**Okuma Metni:**

================================

I- GİRİŞ

Öncelikle yazımıza zamanaşımı nedir konusu ile başlamak gerekirse, zamanaşımının tarifi Vergi Usul Kanunu’nun 113. maddesinde belirtilmiş ve buna göre zamanaşımı, süre geçmesi nedeniyle vergi alacağının kalkması olarak tarif edilmiş; Hatta zamanaşımı konusunda mükellefin bir müracaat olup olmadığına bakılmaksızın hüküm ifade edeceği belirtilmiştir.

II- ZAMANAŞIMI SÜRELERİ?

Zamanaşımında süreler ise aynı Kanun’un 114. maddesinde vergi alacağının doğduğu takvim yılını takip eden yılından başlayarak beş yıl içinde tarh ve mükellefe tebliğ edilmeyen vergilerin zamanaşımına uğrayacağı açıkça belirtilmiştir. Yukarıda da belirtildiği gibi Kanun koyucu bu konuda mükellefin müracaatına bakılmaksızın zamanaşımına uğrayan bir evrak dolayısıyla mükellefe vergi tarh ettirmeyecek, tahakkuk etmiş ise tahakkukun terkinini yapacak veya takip veya tahsil aşamasındaysa takibi sonlandıracaktır. Ancak Vergi Dairesi’nce matrah takdiri için takdir komisyonuna başvurulmasının zamanaşımını durduracağı, Duran zamanaşımının ise söz konusu komisyon kararının vergi dairesine intikalini takip eden günden itibaren kaldığı yerden işlemeye devam edeceği ve işlemeyen sürenin her hal ve takdirde bir yıldan fazla olamayacağı belirtilmiştir. Ayrıca, Şarta bağlı istisna veya muafiyet uygulamaları sonucu kısmen veya tamamen alınmayan vergilere ilişkin zamanaşımı süresinin, İstisna veya muafiyet şartlarının ihlal edildiği tarihi takip eden takvim yılı başından itibaren başlayacağı açıklanmış ise de damga vergisi için özel bir hüküm konularak zamanaşımına uğrayan evrakın tarh zamanaşımı süresi dolduktan sonra faydalanıldığı takdirde mezkur evraka ait vergi alacağının yeniden doğacağı hükmü yer almaktadır.

================================

**Çalışma Verileri:**
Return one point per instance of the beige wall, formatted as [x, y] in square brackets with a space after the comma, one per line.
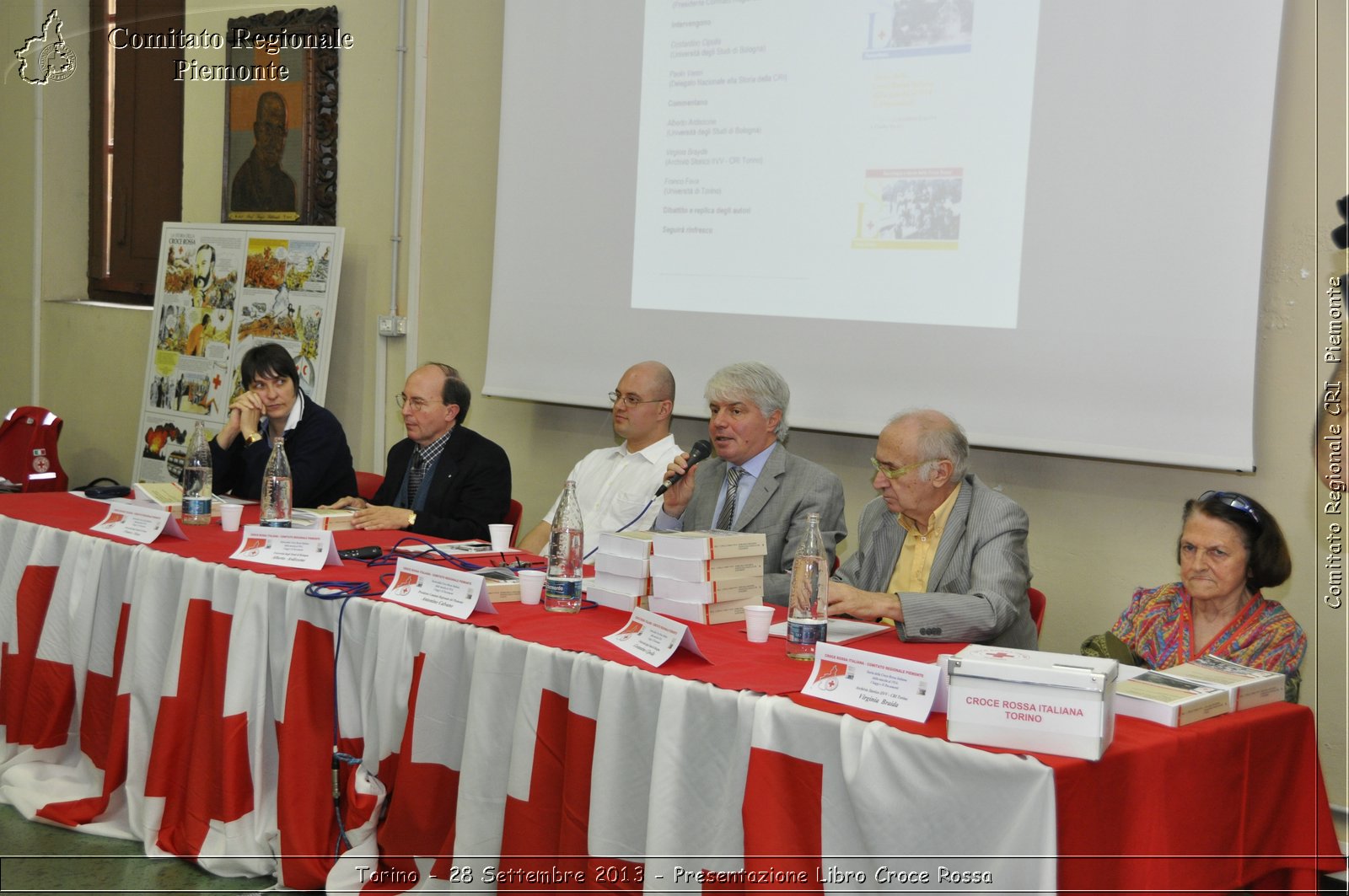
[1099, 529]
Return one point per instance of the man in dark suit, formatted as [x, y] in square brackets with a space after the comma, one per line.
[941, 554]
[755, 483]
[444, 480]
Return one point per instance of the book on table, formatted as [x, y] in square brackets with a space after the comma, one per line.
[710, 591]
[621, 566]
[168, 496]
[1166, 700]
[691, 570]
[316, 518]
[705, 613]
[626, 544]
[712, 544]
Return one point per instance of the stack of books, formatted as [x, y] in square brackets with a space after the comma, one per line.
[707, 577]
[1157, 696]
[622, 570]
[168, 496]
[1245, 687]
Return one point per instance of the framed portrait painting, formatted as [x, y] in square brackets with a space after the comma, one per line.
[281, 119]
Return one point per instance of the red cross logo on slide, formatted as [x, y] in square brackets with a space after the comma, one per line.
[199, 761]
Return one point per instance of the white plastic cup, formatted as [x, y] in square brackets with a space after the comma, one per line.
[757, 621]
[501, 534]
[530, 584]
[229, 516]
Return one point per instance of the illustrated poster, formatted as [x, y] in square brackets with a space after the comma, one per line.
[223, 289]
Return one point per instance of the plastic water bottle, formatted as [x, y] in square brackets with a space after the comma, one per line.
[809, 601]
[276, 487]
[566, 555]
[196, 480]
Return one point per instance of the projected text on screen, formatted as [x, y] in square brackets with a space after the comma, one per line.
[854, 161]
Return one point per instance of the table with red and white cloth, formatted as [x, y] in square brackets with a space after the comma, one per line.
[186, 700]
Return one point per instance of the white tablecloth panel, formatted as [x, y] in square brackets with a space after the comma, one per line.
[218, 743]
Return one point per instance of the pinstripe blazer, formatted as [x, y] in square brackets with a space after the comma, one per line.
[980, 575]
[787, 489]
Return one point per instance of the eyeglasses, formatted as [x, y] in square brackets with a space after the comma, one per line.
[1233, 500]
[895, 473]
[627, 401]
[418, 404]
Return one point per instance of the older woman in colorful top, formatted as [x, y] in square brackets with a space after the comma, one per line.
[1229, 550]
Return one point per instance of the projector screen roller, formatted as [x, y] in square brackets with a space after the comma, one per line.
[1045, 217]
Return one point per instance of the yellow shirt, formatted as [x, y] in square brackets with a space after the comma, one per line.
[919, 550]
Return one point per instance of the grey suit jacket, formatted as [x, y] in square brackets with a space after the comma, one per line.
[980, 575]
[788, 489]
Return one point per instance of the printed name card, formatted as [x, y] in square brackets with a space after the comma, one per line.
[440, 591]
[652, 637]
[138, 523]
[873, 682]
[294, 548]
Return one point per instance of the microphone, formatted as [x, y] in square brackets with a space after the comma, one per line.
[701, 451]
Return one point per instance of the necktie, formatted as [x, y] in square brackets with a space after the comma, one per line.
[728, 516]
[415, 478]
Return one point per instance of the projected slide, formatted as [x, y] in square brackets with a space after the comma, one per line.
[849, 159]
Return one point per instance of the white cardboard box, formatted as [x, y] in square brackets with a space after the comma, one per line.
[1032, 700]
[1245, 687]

================================

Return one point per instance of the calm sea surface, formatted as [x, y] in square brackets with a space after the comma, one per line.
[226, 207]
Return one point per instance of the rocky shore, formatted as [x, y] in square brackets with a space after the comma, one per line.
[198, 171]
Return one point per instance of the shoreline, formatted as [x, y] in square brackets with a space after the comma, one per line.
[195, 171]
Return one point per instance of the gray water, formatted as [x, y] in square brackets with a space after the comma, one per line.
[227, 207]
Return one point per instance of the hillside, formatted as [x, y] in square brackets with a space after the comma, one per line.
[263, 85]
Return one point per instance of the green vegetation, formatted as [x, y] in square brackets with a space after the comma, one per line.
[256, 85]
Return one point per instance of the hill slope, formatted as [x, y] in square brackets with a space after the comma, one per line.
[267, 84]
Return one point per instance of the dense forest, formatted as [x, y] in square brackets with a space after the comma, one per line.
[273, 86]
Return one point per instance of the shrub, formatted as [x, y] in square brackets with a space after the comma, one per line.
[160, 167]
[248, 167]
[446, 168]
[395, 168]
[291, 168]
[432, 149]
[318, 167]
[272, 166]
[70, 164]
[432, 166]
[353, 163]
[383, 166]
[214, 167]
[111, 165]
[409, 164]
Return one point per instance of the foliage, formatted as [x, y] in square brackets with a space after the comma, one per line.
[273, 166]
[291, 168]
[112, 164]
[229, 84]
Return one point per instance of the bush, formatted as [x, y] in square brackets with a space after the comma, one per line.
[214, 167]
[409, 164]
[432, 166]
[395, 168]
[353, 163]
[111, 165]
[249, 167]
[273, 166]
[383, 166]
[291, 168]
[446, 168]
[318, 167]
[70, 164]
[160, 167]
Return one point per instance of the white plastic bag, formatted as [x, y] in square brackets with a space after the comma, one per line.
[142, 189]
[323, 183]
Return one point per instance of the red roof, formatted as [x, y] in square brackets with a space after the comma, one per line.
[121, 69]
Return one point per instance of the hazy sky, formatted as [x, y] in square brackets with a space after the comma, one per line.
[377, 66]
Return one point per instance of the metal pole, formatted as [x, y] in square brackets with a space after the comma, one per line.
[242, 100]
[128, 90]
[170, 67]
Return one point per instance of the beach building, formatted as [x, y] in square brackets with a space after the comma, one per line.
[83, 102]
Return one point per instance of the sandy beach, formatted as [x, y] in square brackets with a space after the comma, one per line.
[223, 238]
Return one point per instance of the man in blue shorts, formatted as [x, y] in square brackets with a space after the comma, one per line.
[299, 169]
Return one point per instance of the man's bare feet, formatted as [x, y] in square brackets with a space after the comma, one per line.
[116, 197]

================================

**Verilen Görev A:**
Kayıtlarda "Return one point per instance of the framed" ifadesini içeren satırla başlayıp "[1229, 550]" ifadesini içeren satırla biten bölümü, iki uç satır da dahil olmak üzere, her satır ayrı bir dize olacak biçimde bir JSON listesi olarak düzenleyin. Boş satırları listeye almayın.
**Verilen Görev B:**
Vergi zamanaşımını konu alan metni kaldığı yerden sürdürün.

**Nihai Sonuç A:**
[
  "Return one point per instance of the framed portrait painting, formatted as [x, y] in square brackets with a space after the comma, one per line.",
  "[281, 119]",
  "Return one point per instance of the red cross logo on slide, formatted as [x, y] in square brackets with a space after the comma, one per line.",
  "[199, 761]",
  "Return one point per instance of the white plastic cup, formatted as [x, y] in square brackets with a space after the comma, one per line.",
  "[757, 621]",
  "[501, 534]",
  "[530, 584]",
  "[229, 516]",
  "Return one point per instance of the illustrated poster, formatted as [x, y] in square brackets with a space after the comma, one per line.",
  "[223, 289]",
  "Return one point per instance of the plastic water bottle, formatted as [x, y] in square brackets with a space after the comma, one per line.",
  "[809, 601]",
  "[276, 487]",
  "[566, 555]",
  "[196, 480]",
  "Return one point per instance of the projected text on screen, formatted as [x, y] in square brackets with a space after the comma, one per line.",
  "[854, 161]",
  "Return one point per instance of the table with red and white cloth, formatted as [x, y] in square brackets with a space after the comma, one per line.",
  "[186, 700]",
  "Return one point per instance of the white tablecloth panel, formatted as [x, y] in square brackets with a space after the comma, one per line.",
  "[218, 743]",
  "Return one point per instance of the pinstripe blazer, formatted as [x, y] in square brackets with a space after the comma, one per line.",
  "[980, 575]",
  "[787, 489]",
  "Return one point per instance of the eyeglasses, formatted as [x, y] in square brackets with a space after the comma, one per line.",
  "[1233, 500]",
  "[895, 473]",
  "[627, 401]",
  "[418, 404]",
  "Return one point per instance of the older woman in colorful top, formatted as [x, y] in square brackets with a space after the comma, one per line.",
  "[1229, 550]"
]

**Nihai Sonuç B:**
Vergi Usul Kanunu’na göre ceza kesmede zamanaşımı ise 374. madde de belirtilmiş buna göre,

1- Vergi zıyai cezasında cezanın bağlı olduğu vergi alacağının doğduğu takvim yılını takip eden yılın birinci gününden; 353. maddesinde yer alan özel Usulsüzlük ve mükerrer 355. Maddesinde belirtilen bilgi vermekten çekinenlere kesilecek usulsüzlük cezalarında, usulsüzlüğün yapıldığı yılı takip eden yılın birinci gününden başlayarak beş yıl,

2- Usulsüzlükte, usulsüzlüğün yapıldığı yılı takip eden yılın birinci gününden başlayarak iki yıl, Ancak 336. maddede ki muhtelif cezaların birleşmesi halinde ise kesilecek ceza, vergi cezası için belli edilen zamanaşımı süresi içinde kesileceğinin ve bu süreler içinde ceza ihbarnamesinin tebliğ edilmekle zamanaşımının kesileceği de detaylı açıklanmıştır.

III- 6183 SAYILI KANUNA GÖRE ZAMANAŞIMI?

Vergi ve vergi cezasında zamanaşımı sürelerini inceledikten sonra 6183 sayılı Amme Alacaklarının Takip Ve Tahsili Hakkındaki Kanunu incelediğimizde ise bu Kanun’un 102. maddesini detaylı incelersek, Amme alacağı, vadesinin rastladığı takvim yılını takip eden takvim yılı başından itibaren beş yıl içinde tahsil edilmezse zamanaşımına uğrayacağı belirtilmiş, ancak zamanaşımından sonra mükellefin rıazen yapacağı ödemelerin de kabul edileceği belirtilmiştir. Şahsi düşüncem aslında tahsil zamanaşımında takipli alacaklar için bu gün tahsil zamanaşımını kesmek daha kolaydır. Bu kolaylık tabii ki mükellefin bulunması halinde daireye çağrılarak 6183 sayılı Kanun’un 7. maddesindeki yardım mecburiyeti hükmünden de yararlanılarak bir Emniyet görevlisi nezaretinde mükellefin üst araması yapılarak veya üzerinde bulunan en basitinden cep telefonun da haczedilerek paraya çevrilmesi konusunda hiçbir kanuni sakınca bulunmaktadır. Zamanaşımını kesilmesi ile ilgili 103. madde ile zamanaşımının işlememesi konulu maddeleri ise SGK Alacaklarının zamanaşımı açıklamalarında ayrıca yer verileceğinden bu kısımda bunlar belirtilmemiştir.

IV- SOSYAL SİGORTALAR KURUMUNUN ALACAKLARINDA VE İDARİ PARA CEZALARININ TAHAKKUK VE TAHSİLİNDE ZAMANAŞIMI SÜRELERİ?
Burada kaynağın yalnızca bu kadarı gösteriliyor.